__Page excerpt__
================

Irene Franklin (June 13, 1885 – June 16, 1941) was an American actress of stage and screen, vaudeville comedian, and singer.

==Biography==
Irene Franklin was born in Saint Louis, Missouri, in 1885. While many sources have suggested her birth year as 1875 or 1876, subsequent census records, ship manifests, and official documents all point to 1884 or 1885, and her official birth record from Saint Louis confirms 1885. A mention in the New York Sun in early 1890 as a four-year-old helps to confirm this point.

Franklin began her stage career at the age of six months when her parents carried her on stage in a production of Hearts of Oak. She appeared on Broadway at age six in The Prodigal Father, which ran for five years. Her mother died while Franklin was touring Australia in vaudeville, and when she returned to the United States to be with her father, she learned that he also had died.

Franklin performed in variety theaters in London in 1894 and debuted in vaudeville in the United States in 1895. She was named Most Popular Woman Vaudeville Artist in a contest organized by Percy G. Williams in 1908.

================

Stored data entries:
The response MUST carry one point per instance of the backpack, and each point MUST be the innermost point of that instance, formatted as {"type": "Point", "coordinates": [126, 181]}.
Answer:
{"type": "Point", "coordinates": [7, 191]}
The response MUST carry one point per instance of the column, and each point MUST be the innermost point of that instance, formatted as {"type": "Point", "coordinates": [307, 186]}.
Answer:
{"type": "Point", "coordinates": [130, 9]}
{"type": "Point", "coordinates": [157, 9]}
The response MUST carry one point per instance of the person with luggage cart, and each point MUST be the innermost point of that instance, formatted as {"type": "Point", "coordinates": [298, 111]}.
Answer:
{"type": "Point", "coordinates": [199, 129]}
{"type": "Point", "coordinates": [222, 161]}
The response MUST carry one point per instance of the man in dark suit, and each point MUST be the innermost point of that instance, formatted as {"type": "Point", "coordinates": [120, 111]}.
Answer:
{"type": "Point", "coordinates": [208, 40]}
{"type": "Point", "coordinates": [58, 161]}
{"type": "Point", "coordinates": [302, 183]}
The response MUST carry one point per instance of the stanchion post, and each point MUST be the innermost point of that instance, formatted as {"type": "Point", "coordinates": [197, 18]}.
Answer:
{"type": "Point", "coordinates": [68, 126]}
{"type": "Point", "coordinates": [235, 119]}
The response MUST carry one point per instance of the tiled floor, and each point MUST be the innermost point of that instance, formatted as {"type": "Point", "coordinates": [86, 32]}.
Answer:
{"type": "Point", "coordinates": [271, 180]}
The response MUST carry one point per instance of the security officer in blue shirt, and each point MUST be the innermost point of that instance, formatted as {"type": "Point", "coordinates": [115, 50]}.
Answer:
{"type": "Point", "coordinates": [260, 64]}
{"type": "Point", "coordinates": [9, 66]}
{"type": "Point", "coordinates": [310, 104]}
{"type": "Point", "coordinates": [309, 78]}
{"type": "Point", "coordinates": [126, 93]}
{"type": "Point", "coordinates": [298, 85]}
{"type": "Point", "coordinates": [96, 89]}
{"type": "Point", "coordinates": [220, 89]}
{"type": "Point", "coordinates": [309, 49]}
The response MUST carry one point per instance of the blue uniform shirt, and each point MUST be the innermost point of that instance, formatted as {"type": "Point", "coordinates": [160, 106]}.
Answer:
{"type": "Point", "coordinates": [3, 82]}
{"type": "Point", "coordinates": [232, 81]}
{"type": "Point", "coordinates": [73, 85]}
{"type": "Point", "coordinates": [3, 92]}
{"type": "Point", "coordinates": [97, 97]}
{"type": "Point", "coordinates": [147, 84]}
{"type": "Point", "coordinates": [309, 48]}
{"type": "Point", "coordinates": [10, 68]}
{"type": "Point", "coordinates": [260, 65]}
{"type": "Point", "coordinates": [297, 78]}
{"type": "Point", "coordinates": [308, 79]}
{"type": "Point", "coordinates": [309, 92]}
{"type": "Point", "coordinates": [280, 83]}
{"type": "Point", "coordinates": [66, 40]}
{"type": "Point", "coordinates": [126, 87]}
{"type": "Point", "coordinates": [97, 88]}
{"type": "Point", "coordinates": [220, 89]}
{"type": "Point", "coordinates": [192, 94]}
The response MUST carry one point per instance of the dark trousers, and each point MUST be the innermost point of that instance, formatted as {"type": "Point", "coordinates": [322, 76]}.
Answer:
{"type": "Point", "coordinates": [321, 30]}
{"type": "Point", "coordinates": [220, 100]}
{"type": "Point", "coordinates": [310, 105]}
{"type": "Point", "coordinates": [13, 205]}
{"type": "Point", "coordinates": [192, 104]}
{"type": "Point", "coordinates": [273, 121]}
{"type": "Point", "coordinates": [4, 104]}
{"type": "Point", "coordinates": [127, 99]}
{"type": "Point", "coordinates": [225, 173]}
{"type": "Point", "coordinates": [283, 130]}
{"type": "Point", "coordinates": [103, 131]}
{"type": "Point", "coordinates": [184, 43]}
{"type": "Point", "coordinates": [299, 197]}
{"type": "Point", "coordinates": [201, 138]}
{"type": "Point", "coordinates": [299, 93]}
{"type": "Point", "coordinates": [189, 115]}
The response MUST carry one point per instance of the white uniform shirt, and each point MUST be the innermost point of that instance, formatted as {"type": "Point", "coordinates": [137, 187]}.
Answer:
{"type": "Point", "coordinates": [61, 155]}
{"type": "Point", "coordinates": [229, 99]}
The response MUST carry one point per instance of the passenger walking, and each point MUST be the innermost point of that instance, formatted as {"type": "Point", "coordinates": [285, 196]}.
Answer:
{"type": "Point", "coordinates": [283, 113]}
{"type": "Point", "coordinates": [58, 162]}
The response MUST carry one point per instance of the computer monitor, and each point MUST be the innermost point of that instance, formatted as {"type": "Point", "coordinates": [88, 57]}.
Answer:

================

__Task brief__
In the Irene Franklin biography above, who organized the 1908 contest that named Franklin Most Popular Woman Vaudeville Artist?

__Output of the task__
Percy G. Williams